───── Data section

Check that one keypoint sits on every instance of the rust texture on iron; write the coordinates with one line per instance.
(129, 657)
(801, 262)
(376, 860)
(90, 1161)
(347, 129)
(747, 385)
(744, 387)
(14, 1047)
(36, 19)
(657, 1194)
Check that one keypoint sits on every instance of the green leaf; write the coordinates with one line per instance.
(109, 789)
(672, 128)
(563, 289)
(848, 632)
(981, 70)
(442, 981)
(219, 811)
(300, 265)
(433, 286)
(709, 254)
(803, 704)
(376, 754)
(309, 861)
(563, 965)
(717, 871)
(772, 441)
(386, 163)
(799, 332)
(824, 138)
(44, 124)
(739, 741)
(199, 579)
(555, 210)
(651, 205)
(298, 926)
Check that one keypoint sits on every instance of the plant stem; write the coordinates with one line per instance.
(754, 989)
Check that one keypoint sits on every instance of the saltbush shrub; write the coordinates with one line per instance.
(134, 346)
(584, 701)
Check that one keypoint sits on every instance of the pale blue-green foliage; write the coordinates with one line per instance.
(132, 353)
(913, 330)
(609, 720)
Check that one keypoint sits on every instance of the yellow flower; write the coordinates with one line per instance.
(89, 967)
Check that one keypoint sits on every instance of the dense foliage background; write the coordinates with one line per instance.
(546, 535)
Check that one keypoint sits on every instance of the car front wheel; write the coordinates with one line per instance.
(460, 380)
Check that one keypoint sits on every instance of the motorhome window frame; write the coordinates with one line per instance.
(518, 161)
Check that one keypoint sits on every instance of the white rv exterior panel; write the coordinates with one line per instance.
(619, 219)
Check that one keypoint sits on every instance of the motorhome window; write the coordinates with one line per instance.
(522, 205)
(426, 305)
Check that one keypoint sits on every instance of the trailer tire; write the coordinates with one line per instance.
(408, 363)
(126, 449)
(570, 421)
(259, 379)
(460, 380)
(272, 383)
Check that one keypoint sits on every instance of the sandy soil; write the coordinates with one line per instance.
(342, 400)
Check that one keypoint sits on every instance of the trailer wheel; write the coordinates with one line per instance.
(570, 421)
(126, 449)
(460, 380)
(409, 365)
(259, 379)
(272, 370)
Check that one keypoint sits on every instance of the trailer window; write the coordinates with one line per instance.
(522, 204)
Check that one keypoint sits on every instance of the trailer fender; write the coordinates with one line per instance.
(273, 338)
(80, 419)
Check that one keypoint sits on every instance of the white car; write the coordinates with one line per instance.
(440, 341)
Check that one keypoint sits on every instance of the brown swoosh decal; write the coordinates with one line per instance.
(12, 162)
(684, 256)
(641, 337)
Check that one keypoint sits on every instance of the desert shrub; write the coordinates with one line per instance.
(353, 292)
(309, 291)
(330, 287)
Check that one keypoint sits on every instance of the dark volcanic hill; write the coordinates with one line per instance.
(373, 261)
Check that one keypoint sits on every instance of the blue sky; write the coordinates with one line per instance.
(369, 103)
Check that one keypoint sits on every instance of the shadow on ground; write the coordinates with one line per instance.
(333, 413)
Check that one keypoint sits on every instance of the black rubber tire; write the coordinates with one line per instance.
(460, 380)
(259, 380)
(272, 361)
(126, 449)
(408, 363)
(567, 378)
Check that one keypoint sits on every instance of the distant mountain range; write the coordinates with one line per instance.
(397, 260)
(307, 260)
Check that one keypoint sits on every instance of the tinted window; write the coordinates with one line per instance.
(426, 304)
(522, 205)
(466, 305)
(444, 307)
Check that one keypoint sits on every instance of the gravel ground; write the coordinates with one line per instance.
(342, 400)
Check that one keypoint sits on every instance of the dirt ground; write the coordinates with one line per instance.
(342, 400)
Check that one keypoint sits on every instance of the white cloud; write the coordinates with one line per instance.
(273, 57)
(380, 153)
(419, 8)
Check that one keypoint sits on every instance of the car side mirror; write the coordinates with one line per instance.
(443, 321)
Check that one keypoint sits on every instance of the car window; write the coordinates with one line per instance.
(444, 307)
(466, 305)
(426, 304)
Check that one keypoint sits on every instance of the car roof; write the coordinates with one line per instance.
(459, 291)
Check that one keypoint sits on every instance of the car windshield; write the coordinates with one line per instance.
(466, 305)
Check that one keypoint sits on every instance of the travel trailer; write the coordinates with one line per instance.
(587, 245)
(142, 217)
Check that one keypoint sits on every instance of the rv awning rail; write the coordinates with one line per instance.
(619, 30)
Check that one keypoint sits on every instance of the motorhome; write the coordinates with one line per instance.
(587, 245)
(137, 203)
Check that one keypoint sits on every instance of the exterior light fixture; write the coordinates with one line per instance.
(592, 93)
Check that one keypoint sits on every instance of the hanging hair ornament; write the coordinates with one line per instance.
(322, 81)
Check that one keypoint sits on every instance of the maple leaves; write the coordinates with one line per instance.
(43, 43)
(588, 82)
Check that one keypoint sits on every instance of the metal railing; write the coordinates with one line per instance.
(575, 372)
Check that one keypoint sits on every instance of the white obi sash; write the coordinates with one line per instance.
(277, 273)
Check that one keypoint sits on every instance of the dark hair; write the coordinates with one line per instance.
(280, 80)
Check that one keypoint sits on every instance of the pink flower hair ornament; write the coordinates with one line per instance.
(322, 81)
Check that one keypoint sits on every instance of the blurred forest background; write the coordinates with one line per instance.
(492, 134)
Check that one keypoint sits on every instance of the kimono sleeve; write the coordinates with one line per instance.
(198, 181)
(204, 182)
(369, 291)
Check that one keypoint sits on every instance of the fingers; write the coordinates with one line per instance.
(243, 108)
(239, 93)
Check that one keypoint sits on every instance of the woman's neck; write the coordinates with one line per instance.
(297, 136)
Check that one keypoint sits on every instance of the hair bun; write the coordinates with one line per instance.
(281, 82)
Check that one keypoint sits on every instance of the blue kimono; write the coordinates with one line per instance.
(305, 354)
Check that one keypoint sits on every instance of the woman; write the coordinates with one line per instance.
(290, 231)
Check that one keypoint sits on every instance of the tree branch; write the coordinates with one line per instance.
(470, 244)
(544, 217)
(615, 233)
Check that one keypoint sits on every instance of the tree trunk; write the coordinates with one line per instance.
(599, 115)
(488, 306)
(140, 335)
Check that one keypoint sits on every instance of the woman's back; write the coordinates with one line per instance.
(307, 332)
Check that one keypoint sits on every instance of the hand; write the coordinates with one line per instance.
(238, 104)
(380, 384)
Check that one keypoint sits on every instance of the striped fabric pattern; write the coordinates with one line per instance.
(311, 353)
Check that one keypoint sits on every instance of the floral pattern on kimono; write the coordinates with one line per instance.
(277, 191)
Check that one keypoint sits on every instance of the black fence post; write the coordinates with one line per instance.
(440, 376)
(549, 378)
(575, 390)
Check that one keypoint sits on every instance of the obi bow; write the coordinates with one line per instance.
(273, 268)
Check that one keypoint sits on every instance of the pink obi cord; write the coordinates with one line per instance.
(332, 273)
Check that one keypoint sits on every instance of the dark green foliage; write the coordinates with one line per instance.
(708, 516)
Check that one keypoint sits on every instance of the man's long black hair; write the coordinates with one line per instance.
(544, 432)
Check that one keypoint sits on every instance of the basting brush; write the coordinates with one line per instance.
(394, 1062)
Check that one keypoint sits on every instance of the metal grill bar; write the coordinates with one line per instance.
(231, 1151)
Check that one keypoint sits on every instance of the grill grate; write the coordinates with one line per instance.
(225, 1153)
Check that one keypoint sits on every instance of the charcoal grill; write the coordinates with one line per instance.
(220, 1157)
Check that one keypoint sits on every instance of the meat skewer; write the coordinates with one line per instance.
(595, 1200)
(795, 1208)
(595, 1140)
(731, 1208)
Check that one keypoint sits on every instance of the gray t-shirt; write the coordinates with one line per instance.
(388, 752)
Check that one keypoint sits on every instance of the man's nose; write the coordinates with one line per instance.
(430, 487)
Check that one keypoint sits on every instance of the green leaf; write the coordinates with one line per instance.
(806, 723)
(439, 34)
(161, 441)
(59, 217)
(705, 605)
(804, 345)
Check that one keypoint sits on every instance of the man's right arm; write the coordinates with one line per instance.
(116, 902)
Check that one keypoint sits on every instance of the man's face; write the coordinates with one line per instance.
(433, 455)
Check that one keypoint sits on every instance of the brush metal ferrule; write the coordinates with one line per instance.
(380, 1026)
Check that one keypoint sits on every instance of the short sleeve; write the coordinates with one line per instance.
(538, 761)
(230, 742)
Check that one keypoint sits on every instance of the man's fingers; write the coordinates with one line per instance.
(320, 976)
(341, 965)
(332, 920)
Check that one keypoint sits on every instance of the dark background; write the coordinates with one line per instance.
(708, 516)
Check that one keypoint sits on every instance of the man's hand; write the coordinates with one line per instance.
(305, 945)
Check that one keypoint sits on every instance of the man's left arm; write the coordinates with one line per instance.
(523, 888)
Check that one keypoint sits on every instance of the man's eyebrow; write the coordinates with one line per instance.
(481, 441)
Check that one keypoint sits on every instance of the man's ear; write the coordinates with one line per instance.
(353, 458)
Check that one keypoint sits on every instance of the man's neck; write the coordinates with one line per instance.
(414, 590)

──────────

■ Work to do
Pull out every line from the one with "the man's hand;" to the end of the listing, and output only those.

■ Full answer
Check that one keypoint sits on every instance of the man's hand; write the coordinates with one line per instance.
(305, 945)
Check that one keypoint sits on every instance of the man's left arm; write the coordinates with one line per instance.
(523, 888)
Check that one keypoint sits on every instance of the man's eyebrow; write the coordinates with one line per instance.
(481, 441)
Check that one keypoint sits on every instance of the man's ear; write the coordinates with one line per instance.
(353, 458)
Check that one keypoint sits on every instance of the man's neck; write the coordinates with one line per instance.
(414, 590)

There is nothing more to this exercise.